# DIRECTIONS FOR THIS TASK:
Every entry below needs to be repeated exactly.

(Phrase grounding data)
━━━━━━

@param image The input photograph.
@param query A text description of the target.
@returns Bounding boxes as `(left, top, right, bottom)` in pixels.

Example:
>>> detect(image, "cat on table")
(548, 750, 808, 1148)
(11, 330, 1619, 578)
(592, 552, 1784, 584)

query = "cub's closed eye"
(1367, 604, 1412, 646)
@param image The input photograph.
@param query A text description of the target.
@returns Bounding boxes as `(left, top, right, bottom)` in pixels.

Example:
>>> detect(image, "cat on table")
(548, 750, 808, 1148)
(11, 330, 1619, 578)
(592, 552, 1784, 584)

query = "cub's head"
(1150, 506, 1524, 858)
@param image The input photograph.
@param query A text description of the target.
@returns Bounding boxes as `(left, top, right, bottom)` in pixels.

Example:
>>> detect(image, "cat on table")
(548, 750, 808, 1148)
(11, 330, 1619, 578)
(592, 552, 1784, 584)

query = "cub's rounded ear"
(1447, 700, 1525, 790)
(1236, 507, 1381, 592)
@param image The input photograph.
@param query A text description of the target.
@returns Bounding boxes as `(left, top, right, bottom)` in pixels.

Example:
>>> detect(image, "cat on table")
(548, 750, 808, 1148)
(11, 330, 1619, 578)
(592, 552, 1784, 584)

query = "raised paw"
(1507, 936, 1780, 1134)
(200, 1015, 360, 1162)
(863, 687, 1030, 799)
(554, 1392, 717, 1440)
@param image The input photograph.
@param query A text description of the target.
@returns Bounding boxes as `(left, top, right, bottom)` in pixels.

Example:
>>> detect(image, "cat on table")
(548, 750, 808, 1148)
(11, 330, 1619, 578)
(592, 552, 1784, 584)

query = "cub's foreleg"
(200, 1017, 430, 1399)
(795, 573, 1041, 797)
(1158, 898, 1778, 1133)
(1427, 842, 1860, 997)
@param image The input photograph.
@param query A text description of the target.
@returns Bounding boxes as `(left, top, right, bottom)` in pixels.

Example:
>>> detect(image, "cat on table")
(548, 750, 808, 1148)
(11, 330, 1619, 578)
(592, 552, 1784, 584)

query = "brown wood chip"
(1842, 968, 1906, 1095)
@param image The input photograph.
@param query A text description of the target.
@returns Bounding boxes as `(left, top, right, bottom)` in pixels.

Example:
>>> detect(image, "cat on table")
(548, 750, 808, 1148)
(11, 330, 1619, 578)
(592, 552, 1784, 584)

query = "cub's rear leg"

━━━━━━

# EXPECTED OUTPUT:
@param image The input photograph.
@param query A text description of the target.
@returns Bounding boxes as `(left, top, right, bottom)` in pixels.

Example:
>>> detect(image, "cat on table")
(548, 750, 808, 1148)
(11, 330, 1619, 578)
(592, 552, 1784, 584)

query = "cub's closed eye"
(1367, 604, 1412, 646)
@param image The input photograph.
@param query A text description of the target.
@returns Bounding boxes as `(left, top, right, bottom)` in pixels.

Example:
>>> detect(image, "cat on table")
(548, 750, 808, 1148)
(11, 330, 1619, 578)
(592, 552, 1784, 584)

query = "cub's head"
(1150, 506, 1524, 858)
@param image The input photograph.
@param query A text description of the target.
@returns Bounding boxes as `(left, top, right, bottom)` in pixels.

Example:
>>> detect(image, "cat on table")
(548, 750, 808, 1148)
(11, 330, 1619, 578)
(592, 552, 1784, 584)

query = "cub's rounded ear"
(1447, 700, 1525, 790)
(1236, 507, 1381, 592)
@param image The input photograph.
@param query A text description of the target.
@returns Bounding boxes as `(left, top, right, bottom)` in pixels.

Example:
>>> detect(image, "cat on table")
(548, 750, 808, 1148)
(11, 330, 1619, 578)
(592, 552, 1784, 584)

query = "raised paw"
(1507, 936, 1780, 1134)
(200, 1015, 360, 1162)
(863, 687, 1030, 799)
(554, 1392, 717, 1440)
@param image The input photograph.
@param query A text description of the target.
@returns Bounding boxes as `(left, top, right, bottom)` in pixels.

Example:
>>> detect(image, "cat on table")
(548, 750, 808, 1148)
(11, 330, 1619, 578)
(592, 552, 1784, 584)

query = "cub's foreleg"
(200, 1017, 430, 1399)
(795, 573, 1041, 797)
(1158, 898, 1778, 1133)
(1427, 842, 1860, 997)
@param image The input photograph.
@param query A text description of the target.
@returns Bounding boxes as `(left, top, right, bottom)` in pixels.

Example:
>>> detect(image, "cat on table")
(548, 750, 808, 1148)
(11, 330, 1619, 578)
(592, 552, 1784, 584)

query = "brown wood chip"
(1842, 968, 1906, 1095)
@param image The input photograph.
@param query A text description of the target.
@returns Bounding boxes as `(left, top, right, bottom)` in pixels.

Example:
>>> detect(image, "cat on table")
(548, 750, 808, 1148)
(11, 330, 1619, 578)
(592, 552, 1784, 584)

query = "cub's rear leg"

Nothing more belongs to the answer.